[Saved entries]
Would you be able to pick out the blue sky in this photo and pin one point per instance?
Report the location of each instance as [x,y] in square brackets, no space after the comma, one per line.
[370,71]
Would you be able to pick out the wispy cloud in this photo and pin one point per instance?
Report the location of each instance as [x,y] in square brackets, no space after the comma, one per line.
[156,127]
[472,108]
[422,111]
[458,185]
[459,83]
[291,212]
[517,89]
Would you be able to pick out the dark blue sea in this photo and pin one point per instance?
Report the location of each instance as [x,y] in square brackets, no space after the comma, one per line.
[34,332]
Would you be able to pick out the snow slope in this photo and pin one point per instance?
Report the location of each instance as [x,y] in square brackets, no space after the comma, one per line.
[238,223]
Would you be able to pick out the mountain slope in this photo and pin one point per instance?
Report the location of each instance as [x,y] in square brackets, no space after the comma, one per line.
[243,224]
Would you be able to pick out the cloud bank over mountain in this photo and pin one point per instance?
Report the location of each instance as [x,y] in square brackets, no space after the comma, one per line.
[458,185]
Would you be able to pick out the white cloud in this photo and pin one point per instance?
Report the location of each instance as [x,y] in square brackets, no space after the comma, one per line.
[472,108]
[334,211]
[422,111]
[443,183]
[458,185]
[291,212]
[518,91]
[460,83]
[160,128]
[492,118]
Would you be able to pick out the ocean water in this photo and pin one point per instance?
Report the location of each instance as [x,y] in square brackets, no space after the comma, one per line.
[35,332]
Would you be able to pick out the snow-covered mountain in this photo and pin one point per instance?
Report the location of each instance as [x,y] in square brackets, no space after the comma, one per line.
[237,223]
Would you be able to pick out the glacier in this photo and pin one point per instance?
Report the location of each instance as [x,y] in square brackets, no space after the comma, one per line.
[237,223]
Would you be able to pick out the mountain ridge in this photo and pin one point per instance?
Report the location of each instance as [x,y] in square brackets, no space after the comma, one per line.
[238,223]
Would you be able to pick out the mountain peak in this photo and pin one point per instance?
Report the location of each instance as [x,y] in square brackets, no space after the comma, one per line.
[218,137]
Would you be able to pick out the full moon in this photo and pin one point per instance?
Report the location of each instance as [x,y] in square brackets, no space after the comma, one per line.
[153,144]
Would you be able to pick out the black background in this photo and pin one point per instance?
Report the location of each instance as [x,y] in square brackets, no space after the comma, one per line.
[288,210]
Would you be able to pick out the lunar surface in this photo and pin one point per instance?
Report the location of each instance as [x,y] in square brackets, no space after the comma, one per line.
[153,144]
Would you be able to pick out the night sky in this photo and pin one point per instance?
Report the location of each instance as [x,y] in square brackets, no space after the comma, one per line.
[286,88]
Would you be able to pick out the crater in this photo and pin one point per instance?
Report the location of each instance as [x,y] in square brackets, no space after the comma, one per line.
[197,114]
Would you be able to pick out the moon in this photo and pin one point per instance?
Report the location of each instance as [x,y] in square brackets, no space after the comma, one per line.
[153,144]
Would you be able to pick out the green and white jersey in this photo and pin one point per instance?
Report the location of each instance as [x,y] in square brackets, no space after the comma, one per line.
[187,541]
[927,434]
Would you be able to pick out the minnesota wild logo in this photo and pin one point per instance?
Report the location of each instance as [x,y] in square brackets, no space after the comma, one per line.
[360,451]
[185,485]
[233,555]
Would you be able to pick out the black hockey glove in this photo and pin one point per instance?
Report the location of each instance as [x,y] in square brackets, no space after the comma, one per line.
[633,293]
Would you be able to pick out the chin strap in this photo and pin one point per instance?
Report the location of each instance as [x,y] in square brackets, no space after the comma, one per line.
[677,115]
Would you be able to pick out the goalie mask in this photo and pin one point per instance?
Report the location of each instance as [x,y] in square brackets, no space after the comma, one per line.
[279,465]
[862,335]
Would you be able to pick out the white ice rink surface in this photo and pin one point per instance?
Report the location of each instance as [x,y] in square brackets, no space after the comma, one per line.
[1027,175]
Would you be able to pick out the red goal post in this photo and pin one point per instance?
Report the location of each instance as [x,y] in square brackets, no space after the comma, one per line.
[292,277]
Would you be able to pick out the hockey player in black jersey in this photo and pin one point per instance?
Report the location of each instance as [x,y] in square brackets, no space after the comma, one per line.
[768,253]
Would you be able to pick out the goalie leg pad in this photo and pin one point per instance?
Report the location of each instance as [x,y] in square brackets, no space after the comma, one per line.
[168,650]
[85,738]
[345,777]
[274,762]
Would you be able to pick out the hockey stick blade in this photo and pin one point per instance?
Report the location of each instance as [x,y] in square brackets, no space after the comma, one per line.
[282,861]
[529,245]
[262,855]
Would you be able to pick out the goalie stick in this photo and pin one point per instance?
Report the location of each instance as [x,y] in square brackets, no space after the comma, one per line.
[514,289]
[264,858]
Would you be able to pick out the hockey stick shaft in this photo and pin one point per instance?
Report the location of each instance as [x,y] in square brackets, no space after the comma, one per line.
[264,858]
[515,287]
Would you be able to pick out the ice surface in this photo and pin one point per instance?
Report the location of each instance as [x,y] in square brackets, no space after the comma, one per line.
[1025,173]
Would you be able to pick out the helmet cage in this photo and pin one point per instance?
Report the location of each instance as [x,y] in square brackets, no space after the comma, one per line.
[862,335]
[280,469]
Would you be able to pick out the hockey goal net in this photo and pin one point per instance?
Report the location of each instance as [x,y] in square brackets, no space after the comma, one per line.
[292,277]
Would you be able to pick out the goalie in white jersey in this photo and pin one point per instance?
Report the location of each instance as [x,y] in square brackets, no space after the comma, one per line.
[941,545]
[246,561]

▶ _Problem requirements_
Output the line containing "Would you be able to pick out the goalie stick" and all lines after it to the end of the records, exactly as given.

▶ _Solved exercise_
Would you be able to pick out the goalie stick in this photo and pin one point per instance?
Report the location of each instance as [x,y] in square brackets, no space after the comma, one per line.
[514,289]
[264,858]
Would you be able to pick out the hockey stick shaft in this photo and pin one point per instance?
Report the location of each instance as [x,y] in square brackets, no space after the comma, one per line.
[264,858]
[515,287]
Would you be able to pick out the ice surface in this photo and pin one point per instance?
Report the location of each instance as [x,y] in square brackets, no space after the comma, one per line.
[1025,173]
Would you be able to pick out the helmet cage in this photo and pin one point per instance?
Report the location of each instance as [x,y] in square brackets, no space after the comma, one per line.
[862,335]
[280,469]
Would you be able to pick out the hockey goal net in this photo and pin one point per instance?
Report the location of each instance as [x,y] in square brackets, no space after the comma, one per line.
[292,277]
Would you be able to pick out the goalie in white jersey in this photo and pin one point per instance?
Report the location of each instance as [x,y] in square brackets, no space after the comma, one per line.
[941,545]
[246,561]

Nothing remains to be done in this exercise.